— What to work on —
Render every line of the data below as a JSON list of strings, one string per line, skipping blank lines and leaving the pictures out of the answer.

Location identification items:
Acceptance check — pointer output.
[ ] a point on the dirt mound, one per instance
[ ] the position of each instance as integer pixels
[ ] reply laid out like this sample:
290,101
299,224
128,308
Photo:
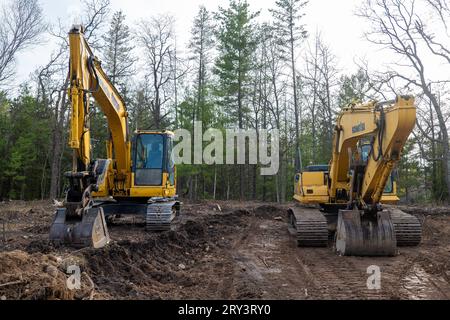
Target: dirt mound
269,211
35,276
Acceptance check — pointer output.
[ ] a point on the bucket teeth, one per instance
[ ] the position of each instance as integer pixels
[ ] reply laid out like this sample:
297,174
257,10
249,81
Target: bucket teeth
359,234
91,231
160,215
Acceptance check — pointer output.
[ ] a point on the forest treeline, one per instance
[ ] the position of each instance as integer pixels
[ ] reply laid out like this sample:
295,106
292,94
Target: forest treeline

— Exercise answer —
[
  "Acceptance check — pointer output.",
  "[ ] a point on the dirt mound, one per instance",
  "[ ] the position of each instance as integer pixels",
  "[ ] reply laid out like this sample:",
  "290,101",
  "299,224",
  "128,308",
  "Photo:",
  "Target: dirt mound",
  "269,211",
  "35,276",
  "Acceptance check — pointer output.",
  "[ ] a point on the bucket teeth, one per instance",
  "[ ] the position of each instance as integer pixels",
  "[ ] reply laid out like this sample:",
  "297,174",
  "257,10",
  "249,81",
  "Target: bucket teeth",
  "359,234",
  "91,231",
  "160,215",
  "Acceptance check — pointer output.",
  "[ ] a point on the forest treeline, one per instance",
  "[ ] the position of each instance as integer pixels",
  "[ ] reply laid out like this sample:",
  "295,106",
  "292,94",
  "Target: forest treeline"
]